* [Instructions to follow]:
Where a line of the records holds the string "Target", copy that line.
++++ Extracted information ++++
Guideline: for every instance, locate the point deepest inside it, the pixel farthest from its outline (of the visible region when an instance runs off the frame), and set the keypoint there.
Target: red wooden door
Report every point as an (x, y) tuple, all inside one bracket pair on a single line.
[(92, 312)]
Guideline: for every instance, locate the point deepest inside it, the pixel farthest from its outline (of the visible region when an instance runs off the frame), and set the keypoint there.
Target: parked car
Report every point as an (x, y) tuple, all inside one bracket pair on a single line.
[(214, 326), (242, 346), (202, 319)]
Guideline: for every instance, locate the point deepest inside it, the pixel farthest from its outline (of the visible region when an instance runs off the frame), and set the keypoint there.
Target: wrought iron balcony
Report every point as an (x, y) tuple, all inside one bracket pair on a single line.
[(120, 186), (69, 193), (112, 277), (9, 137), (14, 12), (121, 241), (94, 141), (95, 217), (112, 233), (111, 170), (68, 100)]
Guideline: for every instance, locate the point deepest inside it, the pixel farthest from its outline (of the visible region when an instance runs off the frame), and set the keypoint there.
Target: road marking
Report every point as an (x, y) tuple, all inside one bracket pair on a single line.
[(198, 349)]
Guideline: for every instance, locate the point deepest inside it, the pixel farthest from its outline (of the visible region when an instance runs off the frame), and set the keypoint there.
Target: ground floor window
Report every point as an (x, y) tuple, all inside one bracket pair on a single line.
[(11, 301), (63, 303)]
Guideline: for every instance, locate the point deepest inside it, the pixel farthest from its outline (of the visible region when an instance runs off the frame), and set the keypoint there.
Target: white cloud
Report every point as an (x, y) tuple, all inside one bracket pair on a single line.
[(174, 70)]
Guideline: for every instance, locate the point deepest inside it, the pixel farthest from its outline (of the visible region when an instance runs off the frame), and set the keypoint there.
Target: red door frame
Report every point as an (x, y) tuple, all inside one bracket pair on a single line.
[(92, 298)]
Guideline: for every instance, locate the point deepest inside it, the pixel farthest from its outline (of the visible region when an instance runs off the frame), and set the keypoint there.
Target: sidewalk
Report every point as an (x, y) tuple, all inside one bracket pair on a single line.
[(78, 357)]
++++
* [Solution to the exercise]:
Target: red wooden door
Target: parked car
Target: wrought iron balcony
Target: road marking
Target: ground floor window
Target: white cloud
Target: red door frame
Target: sidewalk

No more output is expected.